## What this task involves
All lines from the one with "the flower stem" through the last are to be given again exactly as they stand in the data below, and only those.

^^^^

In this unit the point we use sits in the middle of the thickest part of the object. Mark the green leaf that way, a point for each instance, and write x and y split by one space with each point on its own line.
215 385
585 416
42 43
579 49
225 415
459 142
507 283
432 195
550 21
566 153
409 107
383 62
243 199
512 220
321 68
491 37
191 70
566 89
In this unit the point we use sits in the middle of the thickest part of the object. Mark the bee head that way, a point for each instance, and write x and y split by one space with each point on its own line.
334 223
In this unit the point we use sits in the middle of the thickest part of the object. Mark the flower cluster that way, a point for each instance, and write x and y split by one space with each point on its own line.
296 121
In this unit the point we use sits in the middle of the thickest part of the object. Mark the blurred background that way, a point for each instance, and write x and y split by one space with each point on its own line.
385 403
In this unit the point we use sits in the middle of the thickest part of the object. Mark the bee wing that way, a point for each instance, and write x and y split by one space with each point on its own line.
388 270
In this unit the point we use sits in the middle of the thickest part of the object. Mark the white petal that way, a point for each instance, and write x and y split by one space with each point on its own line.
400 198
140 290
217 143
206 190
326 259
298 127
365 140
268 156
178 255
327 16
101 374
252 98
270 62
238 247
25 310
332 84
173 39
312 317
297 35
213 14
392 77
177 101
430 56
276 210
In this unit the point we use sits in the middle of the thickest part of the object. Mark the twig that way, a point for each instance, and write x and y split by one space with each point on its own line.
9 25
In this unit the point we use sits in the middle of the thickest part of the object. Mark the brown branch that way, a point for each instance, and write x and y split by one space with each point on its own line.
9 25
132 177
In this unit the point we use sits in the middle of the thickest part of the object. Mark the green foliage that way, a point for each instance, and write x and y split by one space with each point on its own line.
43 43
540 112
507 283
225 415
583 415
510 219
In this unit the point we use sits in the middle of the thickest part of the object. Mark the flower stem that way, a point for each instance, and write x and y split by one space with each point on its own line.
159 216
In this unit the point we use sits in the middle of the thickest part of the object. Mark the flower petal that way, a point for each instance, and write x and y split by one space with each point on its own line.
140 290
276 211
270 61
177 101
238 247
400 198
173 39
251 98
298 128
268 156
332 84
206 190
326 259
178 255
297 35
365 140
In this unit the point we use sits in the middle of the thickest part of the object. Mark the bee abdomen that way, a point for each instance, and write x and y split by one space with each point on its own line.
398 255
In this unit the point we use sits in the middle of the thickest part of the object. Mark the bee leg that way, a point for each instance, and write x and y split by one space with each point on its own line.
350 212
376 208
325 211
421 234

^^^^

## Answer box
In this unit the point we use sits in the middle of the thickest part of the object. Mark the flower stem that way, a point for each instance, and write x and y split by one space with each point on its own line.
159 216
In this unit the point we use sits in the middle of the thickest part of the object. Mark the flower petal that way, a point for each instance, and write x and y split by one space with each point on its own line.
140 290
276 211
270 61
177 101
238 247
400 198
173 39
251 98
298 128
268 156
332 84
206 190
326 259
178 255
297 35
365 140
In this unit the point we use sits in the middle of the thickest part of the object. Mark the bee abdomen that way, a point for each instance, and write x and y split by one space with each point on its own line.
398 255
In this unit the point we use sits in the middle of the thickest part of the object. Mark the bee leg that way, a point for each instance, and write x and y split by one space with each point on its own line.
350 212
376 208
325 211
421 234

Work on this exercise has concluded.